— start Excerpt —

Mann, Overpeck and other scientists have concluded that increased radiation from the sun might have accounted for some of the warming measured between 1900 and 1950 but that it could not have caused most of the steep global-temperature rise since 1970. "If we left Mother Nature to do what she wanted to do, we would be going back into another ice age in the next 10,000 years," Overpeck says. "Now, because of what humans are doing, it's unlikely that we'll be going back into another ice age. Instead, glaciers around the world are receding. The earth is warming up. And it will likely continue to warm up."
To find patterns in the chaos of winds, ocean currents and the heat wrapped up in the air and water, climatologists use complex software packages, or models, that can sometimes be squeezed into the silicon chips inside a laptop. Numerical codes in the software represent natural laws governing motion, heat and fluids like air and water. These computer models lie at the heart of the controversy over pollution and climate change, because the models are far from perfect and the accuracy of their forecasts won't be known for years.
In early June, Drew Shindell and other NASA climatologists working in New York released a study that used a computer model to determine whether greater amounts of heat-trapping gases in the air affect the stratosphere, the layer of thin air that envelopes the earth six to fifteen miles above the ground. It has cooled in the 20th century, just as climatologists predicted it would if air pollutants trapped more heat in the muggier, more turbulent air closer to the ground. Until Shindell's team came along, however, most climatologists tended to ignore the stratosphere's ability to stir the warmer air beneath it.
Climatologists have been squabbling for years about the fact that some regions, like Alaska and northwestern Canada and Russia, were warming while others, like northern Quebec and eastern Antarctica, were getting cooler. These regional differences seemed to defy the theory of pollution-driven warming. NASA's model, however, appears to have resolved the problem. It found that the warming pattern is probably determined by winds blowing along the bottom of the stratosphere. These winds have speeded up as the difference in temperature between the lowest layer of air and the stratosphere has widened, Shindell says. The accelerating winds, in turn, strengthened a swirl of air that naturally forms over the Arctic pole each winter, and this swirl has sucked into parts of the Arctic region unusual amounts of relatively warm ocean air from the Pacific and Atlantic. "Alaska really feels the brunt of this," Shindell says. "So do northwestern Canada and western Russia." Shindell's study also foresees warming in southeastern Greenland, and Greenland is one of the wild cards that could dramatically affect sea level.

— end Excerpt —
— start Supplied material —

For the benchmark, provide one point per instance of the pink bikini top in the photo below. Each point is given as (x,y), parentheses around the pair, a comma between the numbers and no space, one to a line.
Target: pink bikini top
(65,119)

— end Supplied material —

Given instruction:
Condense the paragraph of the climate excerpt that begins "To find patterns in the chaos" into a short bulleted list that keeps its main facts. The data play no role in this work.

Full solution:
- Climatologists use complex software packages, or models, to find patterns in winds, ocean currents and the heat held in air and water. Some of these models can fit on the chips inside a laptop.
- Numerical codes in the software represent the natural laws governing motion, heat and fluids such as air and water.
- The models are central to the controversy over pollution and climate change because they are far from perfect, and the accuracy of their forecasts won't be known for years.